BEGIN

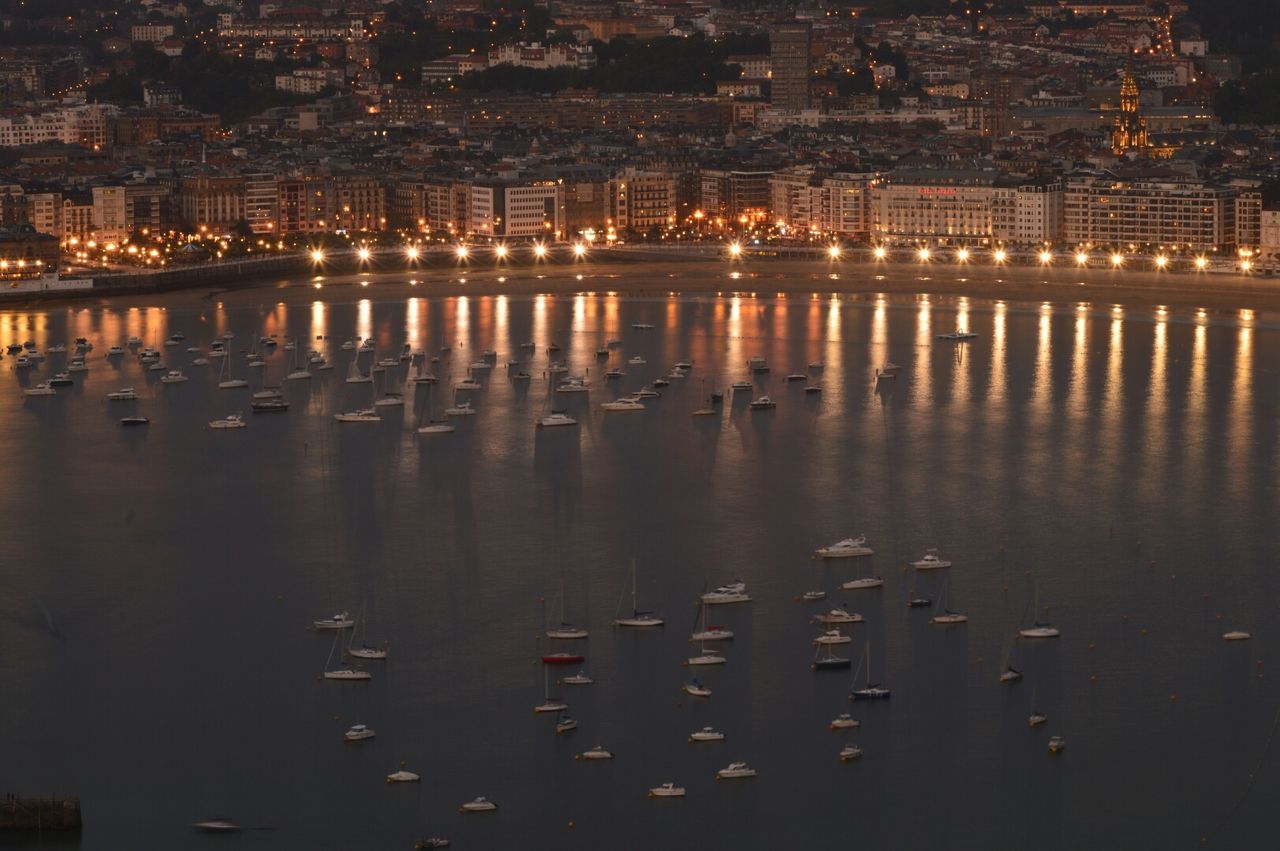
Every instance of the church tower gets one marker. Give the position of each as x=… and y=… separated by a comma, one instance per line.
x=1130, y=128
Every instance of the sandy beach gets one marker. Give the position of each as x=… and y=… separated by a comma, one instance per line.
x=1097, y=288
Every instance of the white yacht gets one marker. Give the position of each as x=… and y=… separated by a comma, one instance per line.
x=556, y=419
x=839, y=616
x=735, y=771
x=341, y=621
x=347, y=673
x=705, y=658
x=402, y=776
x=696, y=690
x=846, y=548
x=707, y=735
x=359, y=733
x=667, y=790
x=931, y=562
x=845, y=721
x=627, y=403
x=732, y=593
x=832, y=636
x=864, y=582
x=364, y=415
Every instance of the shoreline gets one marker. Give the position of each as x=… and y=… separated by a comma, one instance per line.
x=1212, y=293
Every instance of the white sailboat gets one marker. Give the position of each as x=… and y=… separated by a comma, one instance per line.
x=638, y=618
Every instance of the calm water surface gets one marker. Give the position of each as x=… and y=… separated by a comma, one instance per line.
x=158, y=582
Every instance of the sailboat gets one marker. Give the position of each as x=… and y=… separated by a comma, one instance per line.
x=549, y=704
x=298, y=373
x=225, y=380
x=566, y=631
x=343, y=672
x=871, y=690
x=638, y=617
x=947, y=617
x=1040, y=630
x=365, y=650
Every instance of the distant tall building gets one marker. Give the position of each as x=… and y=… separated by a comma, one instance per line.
x=1130, y=127
x=790, y=63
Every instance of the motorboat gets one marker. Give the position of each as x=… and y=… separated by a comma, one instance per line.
x=846, y=548
x=712, y=634
x=696, y=689
x=556, y=419
x=839, y=614
x=667, y=790
x=735, y=771
x=364, y=415
x=341, y=621
x=562, y=658
x=832, y=636
x=707, y=735
x=864, y=582
x=348, y=673
x=725, y=594
x=622, y=405
x=850, y=753
x=567, y=632
x=929, y=562
x=359, y=733
x=845, y=721
x=705, y=658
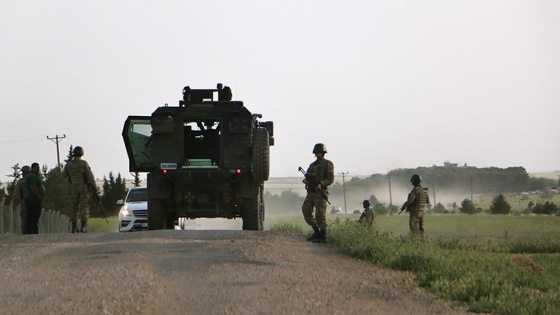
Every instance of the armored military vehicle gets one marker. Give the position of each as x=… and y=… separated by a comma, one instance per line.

END

Your job is to copy every entry exactly. Omit the pictures.

Every instance of the church tower gets one marker. Give the position of each as x=… and y=… separated by a comma, one instance per line.
x=1130, y=128
Every instance of the sandy beach gets one marker. Give the position of each as x=… and y=… separated by a comma, one instance per line.
x=1097, y=288
Every instance of the white yacht gets one marker. Give the position of each as x=… and y=… separated by a comma, one instance per line.
x=556, y=419
x=839, y=616
x=735, y=771
x=341, y=621
x=347, y=673
x=705, y=658
x=402, y=776
x=696, y=690
x=846, y=548
x=707, y=735
x=359, y=733
x=667, y=790
x=931, y=562
x=845, y=721
x=627, y=403
x=732, y=593
x=832, y=636
x=864, y=582
x=364, y=415
Every instance of the shoreline gets one marker. Give the position of each as x=… and y=… separated by a comma, one instance per line.
x=1212, y=293
Every instance of the white sailboat gets one marker. Give the position of each as x=… and y=… separated by a comma, one instance per line.
x=638, y=618
Every instance of the calm water surface gets one marker. Give the position of each as x=… and y=… separated by a comma, one instance per line.
x=158, y=582
Every instance of the sailboat gets one marker. Give the position of each as x=… and y=… separated by a comma, one instance per line.
x=549, y=704
x=298, y=373
x=225, y=380
x=566, y=631
x=343, y=672
x=871, y=690
x=638, y=617
x=947, y=617
x=1040, y=630
x=365, y=650
Every instance of the distant tall building gets one marker. Give the position of each as x=… and y=… separated by a comma, one instance per line.
x=1130, y=127
x=790, y=63
Every instance of the motorboat gets one marker. Give the position of each as x=… and y=… separated by a comma, one instance per line.
x=846, y=548
x=712, y=634
x=696, y=689
x=556, y=419
x=839, y=614
x=667, y=790
x=735, y=771
x=364, y=415
x=341, y=621
x=562, y=658
x=832, y=636
x=707, y=735
x=864, y=582
x=348, y=673
x=725, y=594
x=622, y=405
x=850, y=753
x=567, y=632
x=929, y=562
x=359, y=733
x=845, y=721
x=705, y=658
Every instance of the armored military vehicle gets one marker. Give the position of each as x=… and y=… separated by a comma, one instance per line.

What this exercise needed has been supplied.